→ **AIM OF THE EXERCISE**
Starting at the line with "of the group", transcribe each line through the final one, both included, and add nothing.

Pointing dataset records:
## begin

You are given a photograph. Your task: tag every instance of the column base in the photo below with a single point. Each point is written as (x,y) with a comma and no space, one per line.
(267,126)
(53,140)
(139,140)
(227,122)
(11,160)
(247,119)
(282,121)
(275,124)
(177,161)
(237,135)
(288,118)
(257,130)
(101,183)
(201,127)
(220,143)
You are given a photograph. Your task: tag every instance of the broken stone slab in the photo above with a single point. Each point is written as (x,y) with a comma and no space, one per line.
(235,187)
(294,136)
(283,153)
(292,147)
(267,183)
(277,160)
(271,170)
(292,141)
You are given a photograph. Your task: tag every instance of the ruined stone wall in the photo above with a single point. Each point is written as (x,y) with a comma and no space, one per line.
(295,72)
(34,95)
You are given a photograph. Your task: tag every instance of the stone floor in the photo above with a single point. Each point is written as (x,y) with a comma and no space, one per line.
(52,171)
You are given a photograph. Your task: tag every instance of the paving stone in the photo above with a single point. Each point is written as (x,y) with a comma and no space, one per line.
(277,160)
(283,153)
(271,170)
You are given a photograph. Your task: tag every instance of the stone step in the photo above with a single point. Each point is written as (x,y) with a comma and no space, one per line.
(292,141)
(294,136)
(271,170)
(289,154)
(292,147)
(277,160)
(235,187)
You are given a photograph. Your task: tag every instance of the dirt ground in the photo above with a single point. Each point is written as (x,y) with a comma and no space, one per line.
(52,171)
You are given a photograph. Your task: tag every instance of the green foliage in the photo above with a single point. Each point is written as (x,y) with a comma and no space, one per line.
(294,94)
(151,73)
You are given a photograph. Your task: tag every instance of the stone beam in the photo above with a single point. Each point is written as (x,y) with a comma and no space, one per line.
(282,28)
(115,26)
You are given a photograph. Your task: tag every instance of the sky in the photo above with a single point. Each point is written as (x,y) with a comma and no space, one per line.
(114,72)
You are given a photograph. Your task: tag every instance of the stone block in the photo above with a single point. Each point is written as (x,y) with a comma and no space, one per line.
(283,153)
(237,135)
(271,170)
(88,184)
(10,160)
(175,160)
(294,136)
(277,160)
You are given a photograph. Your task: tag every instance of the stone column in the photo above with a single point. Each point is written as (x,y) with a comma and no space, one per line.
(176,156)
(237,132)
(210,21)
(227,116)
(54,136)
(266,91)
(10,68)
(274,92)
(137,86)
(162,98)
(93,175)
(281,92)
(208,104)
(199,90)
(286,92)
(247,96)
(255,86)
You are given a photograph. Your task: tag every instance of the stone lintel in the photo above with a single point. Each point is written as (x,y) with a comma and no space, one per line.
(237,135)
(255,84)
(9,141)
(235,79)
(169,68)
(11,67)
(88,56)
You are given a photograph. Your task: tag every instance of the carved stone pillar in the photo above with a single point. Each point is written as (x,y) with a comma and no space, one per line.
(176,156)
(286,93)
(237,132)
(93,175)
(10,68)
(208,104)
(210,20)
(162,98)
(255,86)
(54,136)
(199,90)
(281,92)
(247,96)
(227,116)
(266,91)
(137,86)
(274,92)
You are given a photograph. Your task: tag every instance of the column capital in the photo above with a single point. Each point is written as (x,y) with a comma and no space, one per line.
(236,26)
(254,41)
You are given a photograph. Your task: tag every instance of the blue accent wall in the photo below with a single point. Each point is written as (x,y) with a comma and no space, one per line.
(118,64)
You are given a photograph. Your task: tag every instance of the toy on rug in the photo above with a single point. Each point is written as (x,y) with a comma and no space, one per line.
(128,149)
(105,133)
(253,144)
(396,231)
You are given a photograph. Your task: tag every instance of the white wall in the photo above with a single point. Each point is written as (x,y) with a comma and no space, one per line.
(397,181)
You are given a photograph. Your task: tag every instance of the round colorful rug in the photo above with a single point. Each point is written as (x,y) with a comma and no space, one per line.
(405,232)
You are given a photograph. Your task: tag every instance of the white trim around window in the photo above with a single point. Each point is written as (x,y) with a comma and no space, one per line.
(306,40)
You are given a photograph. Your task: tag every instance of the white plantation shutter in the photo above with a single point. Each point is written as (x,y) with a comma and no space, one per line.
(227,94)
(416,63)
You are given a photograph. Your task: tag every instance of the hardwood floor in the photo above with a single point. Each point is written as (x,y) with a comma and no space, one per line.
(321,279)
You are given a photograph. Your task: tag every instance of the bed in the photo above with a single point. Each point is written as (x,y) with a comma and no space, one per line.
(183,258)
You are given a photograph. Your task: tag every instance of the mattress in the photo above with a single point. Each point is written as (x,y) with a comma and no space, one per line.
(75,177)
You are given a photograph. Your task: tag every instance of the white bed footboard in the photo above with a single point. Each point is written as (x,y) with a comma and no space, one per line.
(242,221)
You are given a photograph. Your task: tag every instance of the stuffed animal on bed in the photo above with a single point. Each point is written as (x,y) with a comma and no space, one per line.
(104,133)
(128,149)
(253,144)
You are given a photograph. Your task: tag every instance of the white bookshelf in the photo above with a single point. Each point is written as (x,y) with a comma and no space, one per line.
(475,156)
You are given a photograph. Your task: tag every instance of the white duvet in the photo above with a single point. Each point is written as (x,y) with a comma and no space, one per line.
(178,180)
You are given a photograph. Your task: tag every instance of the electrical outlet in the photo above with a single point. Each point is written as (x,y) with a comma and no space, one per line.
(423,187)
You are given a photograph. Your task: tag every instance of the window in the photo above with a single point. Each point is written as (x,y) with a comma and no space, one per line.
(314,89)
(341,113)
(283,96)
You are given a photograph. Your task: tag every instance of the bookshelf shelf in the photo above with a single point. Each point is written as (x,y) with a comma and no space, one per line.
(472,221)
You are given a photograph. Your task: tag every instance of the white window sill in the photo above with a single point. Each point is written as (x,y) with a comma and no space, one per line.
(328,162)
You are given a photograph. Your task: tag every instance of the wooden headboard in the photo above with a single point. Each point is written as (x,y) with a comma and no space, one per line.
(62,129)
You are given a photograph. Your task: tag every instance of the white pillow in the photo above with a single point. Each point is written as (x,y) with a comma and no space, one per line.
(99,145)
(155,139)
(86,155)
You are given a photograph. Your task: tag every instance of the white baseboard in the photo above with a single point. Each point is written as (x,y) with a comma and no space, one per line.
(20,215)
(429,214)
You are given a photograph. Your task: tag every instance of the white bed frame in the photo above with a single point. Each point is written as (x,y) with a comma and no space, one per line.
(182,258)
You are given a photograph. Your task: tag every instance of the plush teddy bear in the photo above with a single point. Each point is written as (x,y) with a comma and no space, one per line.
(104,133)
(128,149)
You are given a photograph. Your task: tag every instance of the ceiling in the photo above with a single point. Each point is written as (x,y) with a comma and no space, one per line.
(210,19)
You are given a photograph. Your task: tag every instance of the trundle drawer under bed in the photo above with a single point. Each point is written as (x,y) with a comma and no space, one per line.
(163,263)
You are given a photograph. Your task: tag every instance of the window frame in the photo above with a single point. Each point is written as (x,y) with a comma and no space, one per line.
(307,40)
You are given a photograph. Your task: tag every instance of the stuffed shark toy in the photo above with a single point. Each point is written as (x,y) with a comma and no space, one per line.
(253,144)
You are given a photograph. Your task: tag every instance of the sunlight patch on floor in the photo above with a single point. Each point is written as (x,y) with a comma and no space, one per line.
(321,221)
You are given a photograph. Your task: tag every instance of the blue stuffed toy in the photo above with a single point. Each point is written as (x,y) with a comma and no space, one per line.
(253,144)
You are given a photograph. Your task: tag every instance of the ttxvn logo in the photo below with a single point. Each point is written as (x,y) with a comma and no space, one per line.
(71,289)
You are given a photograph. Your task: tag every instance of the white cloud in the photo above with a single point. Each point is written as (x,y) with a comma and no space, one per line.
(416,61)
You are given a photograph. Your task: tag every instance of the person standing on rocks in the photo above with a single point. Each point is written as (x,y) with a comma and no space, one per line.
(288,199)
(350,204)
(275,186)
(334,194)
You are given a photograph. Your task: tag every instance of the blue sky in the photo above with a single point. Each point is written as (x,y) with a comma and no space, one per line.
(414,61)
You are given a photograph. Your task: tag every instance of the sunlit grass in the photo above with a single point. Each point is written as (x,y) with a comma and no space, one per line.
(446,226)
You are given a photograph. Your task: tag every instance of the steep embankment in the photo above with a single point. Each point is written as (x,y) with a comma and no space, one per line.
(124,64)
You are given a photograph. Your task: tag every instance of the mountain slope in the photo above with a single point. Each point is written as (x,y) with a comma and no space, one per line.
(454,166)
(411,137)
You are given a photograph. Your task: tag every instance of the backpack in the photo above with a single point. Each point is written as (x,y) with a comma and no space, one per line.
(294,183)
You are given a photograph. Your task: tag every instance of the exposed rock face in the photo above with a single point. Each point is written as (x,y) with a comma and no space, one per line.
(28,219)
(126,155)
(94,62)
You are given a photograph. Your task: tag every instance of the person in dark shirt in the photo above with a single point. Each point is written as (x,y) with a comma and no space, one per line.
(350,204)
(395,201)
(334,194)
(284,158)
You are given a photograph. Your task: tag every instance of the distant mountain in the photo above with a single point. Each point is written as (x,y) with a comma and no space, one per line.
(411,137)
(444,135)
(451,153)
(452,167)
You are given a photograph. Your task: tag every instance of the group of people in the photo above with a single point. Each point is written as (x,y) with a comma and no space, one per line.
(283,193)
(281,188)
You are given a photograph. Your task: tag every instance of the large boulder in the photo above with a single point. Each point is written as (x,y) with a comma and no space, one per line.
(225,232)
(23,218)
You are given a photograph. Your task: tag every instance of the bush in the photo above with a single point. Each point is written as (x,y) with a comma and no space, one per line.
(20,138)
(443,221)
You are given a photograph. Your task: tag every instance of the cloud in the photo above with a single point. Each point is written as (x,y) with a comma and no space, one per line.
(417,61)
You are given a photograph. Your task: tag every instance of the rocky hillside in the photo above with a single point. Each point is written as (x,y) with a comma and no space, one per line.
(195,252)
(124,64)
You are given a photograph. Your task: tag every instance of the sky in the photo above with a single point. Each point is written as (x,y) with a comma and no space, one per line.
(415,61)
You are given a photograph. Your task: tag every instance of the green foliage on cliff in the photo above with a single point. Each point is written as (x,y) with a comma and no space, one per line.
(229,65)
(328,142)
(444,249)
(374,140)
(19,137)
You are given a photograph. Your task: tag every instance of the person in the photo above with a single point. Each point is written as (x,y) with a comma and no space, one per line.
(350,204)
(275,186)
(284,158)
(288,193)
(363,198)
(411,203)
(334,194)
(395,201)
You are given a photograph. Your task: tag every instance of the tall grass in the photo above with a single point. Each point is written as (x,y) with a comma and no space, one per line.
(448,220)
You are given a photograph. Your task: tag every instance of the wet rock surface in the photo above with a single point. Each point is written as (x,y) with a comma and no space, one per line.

## end

→ **CORRECT RESULT**
You are given a photograph. Your task: tag every instance of the group of people in the photo above with a single point. Each point is written as (x,y) with a comma and no space, one per line.
(283,193)
(281,188)
You are given a photograph. Your task: tag every instance of the large boulder in the photo above with a single point. Each point is written as (x,y) with a comma and no space, one per line.
(225,232)
(23,218)
You are given a photograph. Your task: tag every instance of the bush in the photo above with a single point. Each point is written as (x,y) with a comma and no space, one per line.
(20,138)
(443,221)
You are given a photograph. Your task: tag every instance of the cloud in the photo above with a single point. Each point is written as (x,y) with a comma and no space, one per line.
(417,61)
You are given a photograph. Your task: tag every instance of the rocky hillside in the photo above with a single point. Each point is written as (x,y) with a comma and no space, one per line.
(195,252)
(124,64)
You are given a photograph. Your task: tag every instance of the sky in the photo above with a single point. Each point is written as (x,y) with a comma and no space, one per line.
(415,61)
You are given a photograph. Your task: tag every instance of the green foliage on cliff in the photo above with a single point. Each point is written as (x,y) with a comma and no space, one per line.
(229,65)
(328,142)
(444,249)
(374,140)
(19,137)
You are given a photograph. Your task: tag every instance of the person in the photo above with a single point. Each point is written as (x,y) with a comma and no space, one per line.
(350,204)
(275,186)
(284,158)
(288,193)
(363,198)
(411,203)
(334,194)
(395,201)
You are given a photograph. Your task: tag every instance of the tall grass in the photo above with a single point. Each point is written as (x,y) with a comma and no space, one per line.
(448,220)
You are given a photograph. Your task: tag every instance of the wet rock surface in the photo above with a single point. Each point is written as (x,y) with a comma and no space, one per line.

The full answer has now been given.